§ **EXCERPTED PASSAGE**:
And coming up, 2013 was one of the worst years for Congress in the history of our country.

So why are some senators telling me next year will be a whole different story?

And right now, pot sellers in Colorado are prepping their stores for what they hope will be a huge rush tomorrow.

The pot demand appears to be there, but will the sellers be ready?

(COMMERCIAL BREAK)

BASH: For Congress, 2013 is a forgettable year. Fewer bills signed into law than any other Congress in modern history, important must- pass items that are usually no-brainers to pass, like the farm bill, are stuck in legislative limbo. It's no wonder Americans' opinions of Congress is lower than car salesman and cockroaches.

But I'm here to give you a little hope for 2014.

I talked to some senators on their way out of town who actually speak to each other across party lines. And they're optimistic about what the new year will bring, even Republican Susan Collins, one of the few remaining GOP moderates.

(BEGIN VIDEOTAPE)

BASH: Is it better, overall, than you've seen it in a long time?

SEN. SUSAN COLLINS (R), MAINE: First of all, compromise is not a dirty word. It doesn't mean giving up your principles. It means respecting the views of those on the other side of an issue and trying to work together to find common ground.

I'm convinced that's what the American people want out of Washington. And it would be helpful if we had more people in the center to bring that about.

BASH: But I've seen you pretty frustrated in years past. You seem less frustrated now with regard to the concept of compromise.

COLLINS: I think the pendulum is starting to swing back toward the center.

§ **GIVEN ENTRIES**:
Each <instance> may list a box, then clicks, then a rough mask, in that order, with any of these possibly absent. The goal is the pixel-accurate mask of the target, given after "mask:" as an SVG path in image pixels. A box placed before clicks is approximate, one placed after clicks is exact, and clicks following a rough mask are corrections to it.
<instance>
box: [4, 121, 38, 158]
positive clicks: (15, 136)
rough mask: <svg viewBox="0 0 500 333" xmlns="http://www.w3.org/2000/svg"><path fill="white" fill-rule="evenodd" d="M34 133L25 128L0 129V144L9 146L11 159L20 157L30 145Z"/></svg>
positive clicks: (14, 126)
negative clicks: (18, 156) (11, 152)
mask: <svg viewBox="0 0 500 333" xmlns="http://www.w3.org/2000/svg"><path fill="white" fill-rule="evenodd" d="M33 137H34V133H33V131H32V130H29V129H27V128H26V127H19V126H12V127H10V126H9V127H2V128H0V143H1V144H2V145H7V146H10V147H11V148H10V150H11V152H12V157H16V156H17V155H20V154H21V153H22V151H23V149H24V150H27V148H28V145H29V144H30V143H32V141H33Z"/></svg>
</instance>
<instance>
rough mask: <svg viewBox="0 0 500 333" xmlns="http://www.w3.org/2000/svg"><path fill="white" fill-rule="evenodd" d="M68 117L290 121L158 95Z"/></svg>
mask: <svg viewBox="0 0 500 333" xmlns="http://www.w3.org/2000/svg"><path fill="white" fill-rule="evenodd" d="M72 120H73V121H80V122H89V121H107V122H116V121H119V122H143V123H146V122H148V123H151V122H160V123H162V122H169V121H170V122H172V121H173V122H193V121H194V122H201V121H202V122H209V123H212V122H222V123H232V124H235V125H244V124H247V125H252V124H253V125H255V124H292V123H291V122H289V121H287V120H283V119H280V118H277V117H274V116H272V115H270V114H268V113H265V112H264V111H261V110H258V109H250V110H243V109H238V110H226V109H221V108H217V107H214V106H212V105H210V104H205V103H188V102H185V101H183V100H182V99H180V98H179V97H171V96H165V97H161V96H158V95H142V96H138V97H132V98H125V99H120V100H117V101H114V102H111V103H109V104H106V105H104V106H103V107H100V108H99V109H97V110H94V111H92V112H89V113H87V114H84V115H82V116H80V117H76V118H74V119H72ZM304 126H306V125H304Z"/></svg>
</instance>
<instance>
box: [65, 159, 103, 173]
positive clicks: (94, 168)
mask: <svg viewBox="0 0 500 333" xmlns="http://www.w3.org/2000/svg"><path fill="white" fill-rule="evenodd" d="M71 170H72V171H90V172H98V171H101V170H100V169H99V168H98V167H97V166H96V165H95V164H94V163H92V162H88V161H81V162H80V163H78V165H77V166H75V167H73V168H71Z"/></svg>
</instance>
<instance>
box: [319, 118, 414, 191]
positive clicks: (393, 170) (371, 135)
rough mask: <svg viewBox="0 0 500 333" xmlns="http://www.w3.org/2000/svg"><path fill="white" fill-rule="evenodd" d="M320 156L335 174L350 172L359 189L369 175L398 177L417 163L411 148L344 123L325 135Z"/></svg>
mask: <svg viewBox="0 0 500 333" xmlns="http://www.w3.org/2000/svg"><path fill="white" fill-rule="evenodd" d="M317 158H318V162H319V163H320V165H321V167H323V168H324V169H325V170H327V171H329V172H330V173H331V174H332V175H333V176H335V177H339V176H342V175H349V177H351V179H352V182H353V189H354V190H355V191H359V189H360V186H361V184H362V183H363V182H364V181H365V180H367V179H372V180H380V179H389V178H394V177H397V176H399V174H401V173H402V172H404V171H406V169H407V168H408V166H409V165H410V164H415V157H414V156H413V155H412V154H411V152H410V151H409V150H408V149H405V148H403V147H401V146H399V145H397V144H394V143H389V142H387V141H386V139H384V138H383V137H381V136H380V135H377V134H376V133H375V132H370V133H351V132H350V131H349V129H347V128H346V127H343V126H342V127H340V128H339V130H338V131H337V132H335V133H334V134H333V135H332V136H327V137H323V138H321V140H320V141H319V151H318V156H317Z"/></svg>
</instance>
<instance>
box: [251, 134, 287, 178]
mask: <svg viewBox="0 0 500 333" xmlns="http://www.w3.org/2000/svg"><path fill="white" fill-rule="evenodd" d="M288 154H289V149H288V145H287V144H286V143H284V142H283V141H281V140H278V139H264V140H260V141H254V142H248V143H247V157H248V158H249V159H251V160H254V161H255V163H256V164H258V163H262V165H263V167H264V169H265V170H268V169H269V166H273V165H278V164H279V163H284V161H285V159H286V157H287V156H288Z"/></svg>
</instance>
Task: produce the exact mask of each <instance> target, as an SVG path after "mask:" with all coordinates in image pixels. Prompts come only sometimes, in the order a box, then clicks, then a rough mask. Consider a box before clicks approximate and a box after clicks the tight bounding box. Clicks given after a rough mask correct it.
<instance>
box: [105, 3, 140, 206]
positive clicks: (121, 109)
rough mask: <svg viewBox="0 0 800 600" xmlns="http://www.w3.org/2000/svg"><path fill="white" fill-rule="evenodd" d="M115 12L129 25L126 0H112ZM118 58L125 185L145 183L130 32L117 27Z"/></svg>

§ **ABOUT THIS TASK**: Copy out the full news transcript about Congress in 2013, word for word.

§ **SOLUTION FOR THIS PROBLEM**:
And coming up, 2013 was one of the worst years for Congress in the history of our country.

So why are some senators telling me next year will be a whole different story?

And right now, pot sellers in Colorado are prepping their stores for what they hope will be a huge rush tomorrow.

The pot demand appears to be there, but will the sellers be ready?

(COMMERCIAL BREAK)

BASH: For Congress, 2013 is a forgettable year. Fewer bills signed into law than any other Congress in modern history, important must- pass items that are usually no-brainers to pass, like the farm bill, are stuck in legislative limbo. It's no wonder Americans' opinions of Congress is lower than car salesman and cockroaches.

But I'm here to give you a little hope for 2014.

I talked to some senators on their way out of town who actually speak to each other across party lines. And they're optimistic about what the new year will bring, even Republican Susan Collins, one of the few remaining GOP moderates.

(BEGIN VIDEOTAPE)

BASH: Is it better, overall, than you've seen it in a long time?

SEN. SUSAN COLLINS (R), MAINE: First of all, compromise is not a dirty word. It doesn't mean giving up your principles. It means respecting the views of those on the other side of an issue and trying to work together to find common ground.

I'm convinced that's what the American people want out of Washington. And it would be helpful if we had more people in the center to bring that about.

BASH: But I've seen you pretty frustrated in years past. You seem less frustrated now with regard to the concept of compromise.

COLLINS: I think the pendulum is starting to swing back toward the center.